> _Data for review_:
▼▼▼

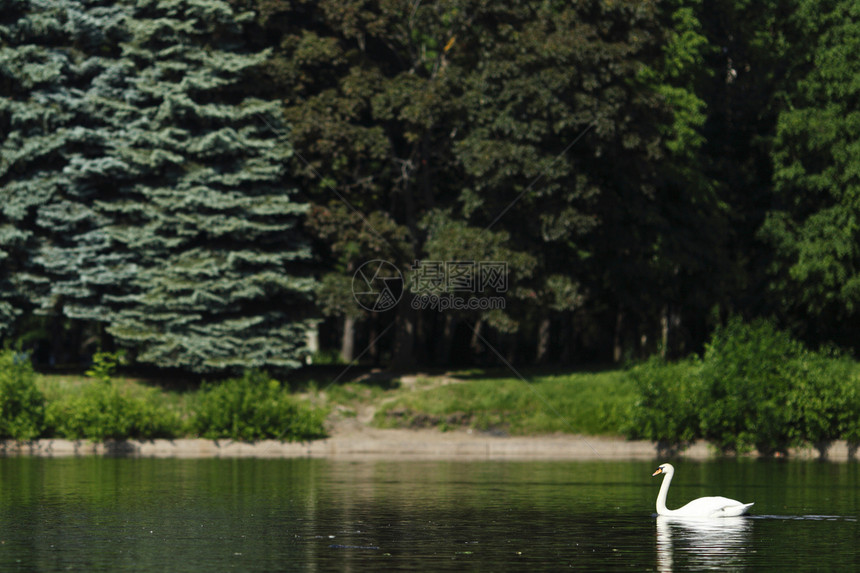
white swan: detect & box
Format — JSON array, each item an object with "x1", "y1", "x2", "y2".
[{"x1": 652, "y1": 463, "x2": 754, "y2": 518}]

▲▲▲
▼▼▼

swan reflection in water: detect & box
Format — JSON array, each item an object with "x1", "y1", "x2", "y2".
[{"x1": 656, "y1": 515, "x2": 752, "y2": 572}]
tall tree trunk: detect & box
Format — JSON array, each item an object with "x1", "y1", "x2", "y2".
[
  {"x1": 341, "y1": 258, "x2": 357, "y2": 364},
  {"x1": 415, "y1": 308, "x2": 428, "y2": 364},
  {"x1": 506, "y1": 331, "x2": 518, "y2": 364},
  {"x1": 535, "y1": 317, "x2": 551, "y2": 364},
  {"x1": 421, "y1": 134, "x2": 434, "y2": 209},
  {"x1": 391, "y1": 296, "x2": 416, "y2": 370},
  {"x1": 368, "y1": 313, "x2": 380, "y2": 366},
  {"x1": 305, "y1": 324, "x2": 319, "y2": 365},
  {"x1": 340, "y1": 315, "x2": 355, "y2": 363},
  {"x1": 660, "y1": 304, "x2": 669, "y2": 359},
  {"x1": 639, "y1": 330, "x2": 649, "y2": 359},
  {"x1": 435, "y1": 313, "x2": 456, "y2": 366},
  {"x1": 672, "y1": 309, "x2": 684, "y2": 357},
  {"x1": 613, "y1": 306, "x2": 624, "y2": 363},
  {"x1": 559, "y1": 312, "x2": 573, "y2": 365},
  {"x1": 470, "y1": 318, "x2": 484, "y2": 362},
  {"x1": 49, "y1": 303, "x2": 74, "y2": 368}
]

▲▲▲

> _Task description_: Scan the data above for the string "detect" and copy each line where it appears.

> _Answer for the task_:
white swan: detect & box
swan reflection in water: detect & box
tall tree trunk: detect & box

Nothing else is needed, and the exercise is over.